> Pequeno problema:
Responde com base no excerto sobre o livro «O Rapaz Escondido»:
(a) De que cidade é natural a autora do livro?
(b) Em que acidente Ahmed perde o pai?
(c) Em que cidade está Max a tentar adaptar-se a uma nova realidade?
== Excerto do texto ==
Agora leio eu, a seguir lês tu… "O Rapaz Escondido"



 Acabei de ler “O Rapaz Escondido” da Nova Iorquina Catherine Marsh.
“O Rapaz Escondido” é um livro sobre o nascimento de uma grande amizade entre dois rapazes cuja vida, a dada altura e por razões diversas, muda radicalmente. Ahmed é um refugiado Sírio que, após perder a mãe e as irmãs vítimas da guerra da Síria, se vê obrigado, juntamente com o último elemento da família que lhe resta – o pai - a deixar o seu país e a rumar à Europa na esperança de encontrar um futuro, à semelhança de tantos outros Ahmeds deste mundo. Durante essa viagem, Ahmed “perde” o pai, num acidente no barco que os transportava, e, por fim, depois de algumas peripécias, acaba por chegar a Bruxelas.
Max é um rapaz Americano, também ele um jovem desenraizado, que está a tentar adaptar-se a uma nova realidade e a um novo modo de vida em Bruxelas.
As suas vidas vão cruzar-se e, curiosamente, será Max que irá ajudar Ahmed a “integrar-se” na sociedade Belga, nomeadamente através desse microcosmos que é a escola.
No entanto, tudo se complica quando acontecem os atentados na Bélgica. Os dois amigos serão obrigados a tomar uma decisão que implicará uma mudança radical nas suas vidas...
Quando tudo voltar à normalidade, procura este livro na biblioteca e verás que não vais conseguir parar de ler.
Aqui fica, também, para que percebas um pouco melhor o contexto em que esta história surgiu, a transcrição de uma entrevista dada pela autora deste livro.



“Uma conversa com Catherine Marsh”

Catherine Marsh











1.    “O Rapaz Escondido” conta a história de dois rapazes, o Ahmed e o Max, que se encontram ambos bem longe de casa. Onde foi buscar inspiração para este livro?
===
== Dados registados ==
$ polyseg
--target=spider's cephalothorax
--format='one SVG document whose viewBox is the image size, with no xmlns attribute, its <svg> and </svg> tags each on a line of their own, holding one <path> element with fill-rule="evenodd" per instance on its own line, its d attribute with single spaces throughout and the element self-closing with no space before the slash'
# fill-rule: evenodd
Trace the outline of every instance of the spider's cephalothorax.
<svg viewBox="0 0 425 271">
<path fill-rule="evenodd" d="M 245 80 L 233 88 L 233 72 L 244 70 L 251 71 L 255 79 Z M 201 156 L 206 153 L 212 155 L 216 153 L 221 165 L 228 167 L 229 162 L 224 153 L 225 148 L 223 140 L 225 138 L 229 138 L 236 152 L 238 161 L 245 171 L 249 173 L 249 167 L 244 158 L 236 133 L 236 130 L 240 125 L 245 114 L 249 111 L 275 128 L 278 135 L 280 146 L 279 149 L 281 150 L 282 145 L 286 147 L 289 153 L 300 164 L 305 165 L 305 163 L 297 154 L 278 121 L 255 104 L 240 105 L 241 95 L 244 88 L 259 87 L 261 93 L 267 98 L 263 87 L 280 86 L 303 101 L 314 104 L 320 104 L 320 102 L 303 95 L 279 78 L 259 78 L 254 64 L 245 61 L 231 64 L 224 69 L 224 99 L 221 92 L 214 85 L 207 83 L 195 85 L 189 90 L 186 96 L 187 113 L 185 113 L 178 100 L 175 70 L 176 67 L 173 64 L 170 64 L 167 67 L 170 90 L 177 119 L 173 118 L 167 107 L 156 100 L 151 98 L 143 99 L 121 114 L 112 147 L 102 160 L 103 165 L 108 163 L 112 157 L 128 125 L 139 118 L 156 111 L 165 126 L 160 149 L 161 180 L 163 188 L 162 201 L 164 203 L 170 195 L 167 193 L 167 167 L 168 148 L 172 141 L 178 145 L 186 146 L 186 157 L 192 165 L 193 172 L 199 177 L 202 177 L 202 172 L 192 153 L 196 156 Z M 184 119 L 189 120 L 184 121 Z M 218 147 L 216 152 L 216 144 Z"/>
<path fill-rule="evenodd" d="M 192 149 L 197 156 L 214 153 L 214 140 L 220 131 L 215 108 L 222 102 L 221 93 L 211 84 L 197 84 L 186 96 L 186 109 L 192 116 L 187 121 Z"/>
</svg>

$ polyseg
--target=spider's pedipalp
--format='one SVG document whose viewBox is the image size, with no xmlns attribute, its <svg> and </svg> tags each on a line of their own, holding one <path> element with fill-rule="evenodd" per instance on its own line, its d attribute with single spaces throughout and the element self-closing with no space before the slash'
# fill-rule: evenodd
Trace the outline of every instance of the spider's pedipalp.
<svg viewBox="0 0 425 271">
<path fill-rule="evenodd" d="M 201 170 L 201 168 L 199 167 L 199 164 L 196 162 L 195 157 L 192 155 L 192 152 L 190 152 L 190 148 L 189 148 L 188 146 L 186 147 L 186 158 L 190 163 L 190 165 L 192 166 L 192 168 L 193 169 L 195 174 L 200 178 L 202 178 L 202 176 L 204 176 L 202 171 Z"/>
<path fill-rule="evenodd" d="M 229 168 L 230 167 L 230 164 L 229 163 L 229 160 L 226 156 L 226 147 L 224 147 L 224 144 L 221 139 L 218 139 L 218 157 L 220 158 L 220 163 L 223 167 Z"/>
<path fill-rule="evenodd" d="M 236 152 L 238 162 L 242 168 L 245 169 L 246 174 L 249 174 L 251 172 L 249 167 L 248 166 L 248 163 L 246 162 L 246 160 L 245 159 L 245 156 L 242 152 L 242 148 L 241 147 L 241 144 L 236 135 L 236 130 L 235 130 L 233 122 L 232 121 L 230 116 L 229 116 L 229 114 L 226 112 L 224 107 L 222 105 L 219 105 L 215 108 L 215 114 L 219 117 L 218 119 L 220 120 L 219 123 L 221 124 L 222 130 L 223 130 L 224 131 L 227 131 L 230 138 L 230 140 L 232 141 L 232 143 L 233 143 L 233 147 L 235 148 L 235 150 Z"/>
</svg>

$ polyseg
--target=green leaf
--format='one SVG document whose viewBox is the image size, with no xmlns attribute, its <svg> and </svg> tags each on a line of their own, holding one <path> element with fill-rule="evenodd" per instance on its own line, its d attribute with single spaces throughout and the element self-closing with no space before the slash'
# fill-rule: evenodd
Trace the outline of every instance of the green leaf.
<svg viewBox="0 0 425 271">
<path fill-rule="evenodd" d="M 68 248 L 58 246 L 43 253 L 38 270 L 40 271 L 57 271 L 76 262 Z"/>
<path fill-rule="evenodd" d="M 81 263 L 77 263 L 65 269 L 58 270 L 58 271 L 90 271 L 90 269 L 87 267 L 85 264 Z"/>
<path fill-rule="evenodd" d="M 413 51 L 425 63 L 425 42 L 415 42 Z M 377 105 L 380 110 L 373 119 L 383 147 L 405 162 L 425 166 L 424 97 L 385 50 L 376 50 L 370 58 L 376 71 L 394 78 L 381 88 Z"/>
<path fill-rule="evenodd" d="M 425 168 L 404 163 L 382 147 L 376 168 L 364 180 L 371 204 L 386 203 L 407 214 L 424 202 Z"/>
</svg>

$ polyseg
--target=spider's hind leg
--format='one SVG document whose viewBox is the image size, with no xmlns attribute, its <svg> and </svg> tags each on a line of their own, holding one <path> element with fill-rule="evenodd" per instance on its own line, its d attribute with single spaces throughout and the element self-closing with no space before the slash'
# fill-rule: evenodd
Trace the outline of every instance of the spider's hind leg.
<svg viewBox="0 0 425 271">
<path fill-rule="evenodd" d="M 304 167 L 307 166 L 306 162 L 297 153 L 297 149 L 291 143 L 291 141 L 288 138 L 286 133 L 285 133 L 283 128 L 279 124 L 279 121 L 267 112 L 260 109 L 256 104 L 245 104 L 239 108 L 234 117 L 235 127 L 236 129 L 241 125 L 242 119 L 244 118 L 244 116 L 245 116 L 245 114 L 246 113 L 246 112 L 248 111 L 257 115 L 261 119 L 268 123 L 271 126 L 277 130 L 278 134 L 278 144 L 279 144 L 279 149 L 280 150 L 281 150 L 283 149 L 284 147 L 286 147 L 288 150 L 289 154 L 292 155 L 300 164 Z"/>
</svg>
===
> Resolução do exercício:
(a) Nova Iorque.
(b) Num acidente no barco que os transportava.
(c) Bruxelas.